===== Page excerpt
I won’t tell you how much money I make, publicly. In private, though, you can ask me and I’m likely to divulge because I just don’t think it’s a big deal. Some people believe talking about money is tacky, but I wasn’t raised that way. And I figure if you’re asking, I have the discretion to know why you’re asking. Meaning, I can gauge if it’s to gloat, or just for curiosity’s sake.

My family is very open about money, maybe too much so. My dad would boldly inquire about someone’s salary and not think twice about how it might offend (but then he’s Danish, and we all know how they are). Money is not necessarily important in our family in the superficial sense, but it is a topic that most readily comes up at the dinner table.

I don’t know if people are put off by our openness or not. I think most of my family is fairly discreet when we engage with others, but that’s largely because people are so often squirmy about financial matters. I once knew a guy when we were both in our early twenties and working our way through school who bought a twelve-year-old Tercel. I looked over the parking lot as he pointed it out and commented about how clean it looked and how good it was that he’d finally found a car to his liking. I then asked how much he’d paid for it. Big faux pas, apparently, because he stopped short and primly stated that he didn’t like telling people that kind of info. I was kind of stunned – I didn’t really know how to respond. I mean, we were both poor students and it was clearly not a new Lexus. What’d it put him back, like eleven hundred bucks? Which unflattering conclusion was I supposed to have made with that knowledge? Would he have been equally cagey if I’d asked how much he’d paid for the chicken pot pie he’d eaten for lunch? I still don’t know.

See, when we’re all just starting out in the real world and we’re establishing our careers and finding out who we are, we have a lot to prove. And admitting you don’t make as much as one of your peers reflects poorly on you because, as we all know, the less you make, the less valuable, intelligent, and interesting you are.

But when you get older and everybody’s evening out and you realize that all your cohorts have their hardships and virtually nobody gets an easy ride (except that guy who won the lottery) and reality sets in, you stop being so hung up about it. You stop believing that your paycheque is directly related to your self worth. I mean, we all want more money and it’s easy to get full of ourselves if we get it – but we understand that it’s essentially a crap shoot. What isn’t a crap shoot is how GOOD you are with money. In my mind, that is something one can be proud of.

One thing I’ve definitely learned in my adult life is that compensation is very often not directly proportionate to one’s skills set. And it’s certainly not always the smartest folk who earn the big bucks. Yes, we should all work hard, be resourceful and educate ourselves. But that does not in and of itself determine who becomes financially successful. I think it’s largely a matter of what’s supposed to happen in the Grand Scheme of Things. All things being equal, two people can work similarly hard and achieve two very different outcomes. However, you can bet that the one who becomes successful will say that it’s because he is exceptionally bright and worked his fingers to the bone. Like Andy Rooney said, the more successful you are, the more likely you are to believe you deserve it.

I don’t think it’s weird to not want to publicize what you earn. And really, those who make good money might want to consider their audience, and their intent, before they disclose something like that. That said, if I’m having a down-to-earth conversation with somebody I trust and they ask me about it, I’ll tell them. However, my lips are sealed if I’m asked how much I forked over for my nine-year-old silver bullet with the cracked windshield and slow-leaking tire.
==========
===== Supplied material
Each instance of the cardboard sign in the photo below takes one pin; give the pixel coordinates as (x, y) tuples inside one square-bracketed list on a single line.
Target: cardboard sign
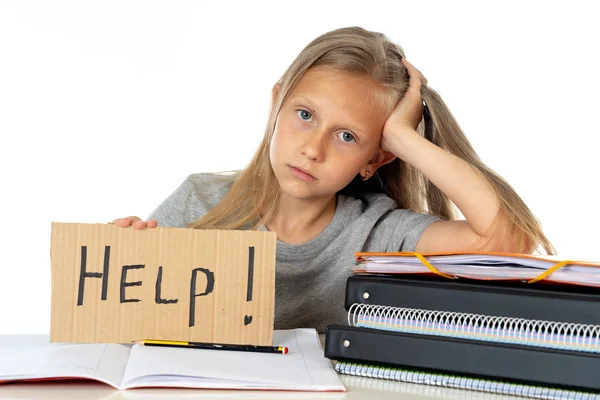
==========
[To be done]
**A)** In the essay on talking about money, what kind of car did the acquaintance from the writer's early twenties buy?
**B)** Reproduce the passage of the essay on talking about money from "But when you" to "be proud of." without changing a word.

[Task responses]
**A)** A twelve-year-old Tercel.

**B)**
But when you get older and everybody’s evening out and you realize that all your cohorts have their hardships and virtually nobody gets an easy ride (except that guy who won the lottery) and reality sets in, you stop being so hung up about it. You stop believing that your paycheque is directly related to your self worth. I mean, we all want more money and it’s easy to get full of ourselves if we get it – but we understand that it’s essentially a crap shoot. What isn’t a crap shoot is how GOOD you are with money. In my mind, that is something one can be proud of.